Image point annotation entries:

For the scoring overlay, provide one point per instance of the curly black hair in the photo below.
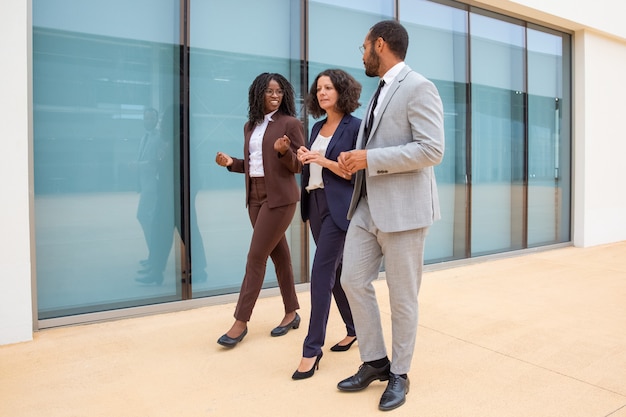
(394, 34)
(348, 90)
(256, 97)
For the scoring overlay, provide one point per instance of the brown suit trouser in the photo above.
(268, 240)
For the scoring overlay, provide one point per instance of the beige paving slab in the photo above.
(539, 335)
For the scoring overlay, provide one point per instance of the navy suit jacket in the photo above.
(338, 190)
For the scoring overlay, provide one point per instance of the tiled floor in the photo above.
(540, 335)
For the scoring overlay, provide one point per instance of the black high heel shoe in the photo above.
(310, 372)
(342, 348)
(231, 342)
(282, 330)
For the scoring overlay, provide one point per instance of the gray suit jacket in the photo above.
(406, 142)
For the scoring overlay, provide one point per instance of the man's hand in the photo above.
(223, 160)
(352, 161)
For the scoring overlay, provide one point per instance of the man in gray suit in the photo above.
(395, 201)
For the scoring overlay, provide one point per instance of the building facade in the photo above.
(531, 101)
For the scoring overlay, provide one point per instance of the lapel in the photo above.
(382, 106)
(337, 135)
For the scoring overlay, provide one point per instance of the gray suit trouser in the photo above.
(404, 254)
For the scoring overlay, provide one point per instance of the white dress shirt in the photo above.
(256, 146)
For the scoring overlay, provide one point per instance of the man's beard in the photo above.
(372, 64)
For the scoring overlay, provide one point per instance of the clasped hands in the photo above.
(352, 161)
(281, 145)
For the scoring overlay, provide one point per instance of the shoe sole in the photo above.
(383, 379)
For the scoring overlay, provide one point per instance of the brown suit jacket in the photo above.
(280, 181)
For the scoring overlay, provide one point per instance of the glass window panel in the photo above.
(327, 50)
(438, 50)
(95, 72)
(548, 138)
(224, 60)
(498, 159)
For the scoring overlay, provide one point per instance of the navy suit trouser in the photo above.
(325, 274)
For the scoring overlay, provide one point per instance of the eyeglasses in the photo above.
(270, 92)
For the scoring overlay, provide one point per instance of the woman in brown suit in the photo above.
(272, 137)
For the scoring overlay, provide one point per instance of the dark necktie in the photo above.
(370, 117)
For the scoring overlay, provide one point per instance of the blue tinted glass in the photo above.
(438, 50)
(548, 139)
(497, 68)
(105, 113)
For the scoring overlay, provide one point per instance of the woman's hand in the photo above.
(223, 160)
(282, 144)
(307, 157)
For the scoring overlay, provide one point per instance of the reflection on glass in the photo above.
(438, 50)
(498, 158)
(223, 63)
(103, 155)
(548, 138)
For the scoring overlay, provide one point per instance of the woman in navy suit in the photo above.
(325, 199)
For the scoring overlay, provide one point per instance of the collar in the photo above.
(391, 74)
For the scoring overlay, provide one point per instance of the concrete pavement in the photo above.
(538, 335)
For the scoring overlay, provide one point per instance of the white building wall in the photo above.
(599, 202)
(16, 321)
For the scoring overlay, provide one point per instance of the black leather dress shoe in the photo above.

TO BE DONE: Copy every line of the entries above word for word, with no changes. Omit the pictures from your copy.

EXERCISE OUTPUT:
For the scoring overlay, provide one point per instance of the curly black hair in the photo below.
(394, 34)
(348, 90)
(256, 97)
For the scoring overlay, provide one point per instance of the brown suit trouser in the photo above.
(268, 240)
For the scoring overlay, provide one point per instance of the beige paving slab in the photo above.
(539, 335)
For the scoring overlay, provide one point per instance of the navy suit jacket in the photo above.
(338, 190)
For the scoring overlay, provide one point per instance of the tiled floor in the photo above.
(540, 335)
For the scoring overlay, provide one point per instance of the black high heel shoe in the photo above.
(310, 372)
(342, 348)
(231, 342)
(282, 330)
For the scoring overlay, provide one point per instance of the gray suit jacket in the photo above.
(406, 142)
For the scoring overlay, provide one point per instance of the man's hand in the photo above.
(223, 160)
(352, 161)
For the scoring overlay, provide one point per instance of the man in gray suit in the photo above.
(395, 201)
For the scoring overlay, provide one point per instance of the building facade in the photo above.
(531, 101)
For the scoring overlay, provide one point per instance of the lapel in the photo above.
(382, 106)
(337, 135)
For the scoring overlay, provide one point per instance of the gray suit trouser in the photo above.
(404, 254)
For the scoring overlay, provide one point per instance of the white dress shirt in the photo above.
(256, 146)
For the scoring overlay, provide one point per instance of the man's beard in the photo above.
(372, 64)
For the scoring overlay, provide one point per instance of the clasped hands in the photo above.
(352, 161)
(281, 145)
For the scoring overlay, provide one point per instance of the shoe sole in the photo above.
(383, 379)
For the scoring overlay, provide one point per instance of the brown suit jacket in the photo above.
(280, 181)
For the scoring overlay, provide one point per instance of the glass window panel in the photo above.
(327, 50)
(438, 50)
(95, 72)
(548, 138)
(224, 60)
(498, 159)
For the scoring overlay, provide one point per instance of the navy suit trouser in the photo above.
(325, 274)
For the scoring overlay, provide one point per instance of the eyeglasses in the photo above.
(270, 92)
For the scoring overlay, provide one point per instance of the woman in brown suit in the photo above.
(272, 137)
For the scoring overlay, provide one point per instance of the dark necktie in the photo above.
(370, 117)
For the scoring overlay, provide one point per instance of the blue tinted glass in the photo above.
(438, 50)
(548, 139)
(497, 68)
(105, 113)
For the scoring overlay, provide one point per instance of the woman's hand in the photo above.
(223, 160)
(282, 144)
(307, 157)
For the scoring overlay, provide one point per instance of the reflection on glass in the photo above.
(438, 50)
(498, 158)
(223, 63)
(103, 155)
(548, 138)
For the scoring overlay, provide one point per instance of the woman in navy suit in the photo above.
(325, 199)
For the scoring overlay, provide one point per instance of the collar in the photo above.
(391, 74)
For the scoring overlay, provide one point per instance of the concrete pavement in the photo above.
(538, 335)
For the scoring overlay, provide one point per instance of the white building wall in the photo above.
(599, 202)
(16, 321)
For the scoring overlay, provide one point per instance of the black leather dress shoe in the photo above.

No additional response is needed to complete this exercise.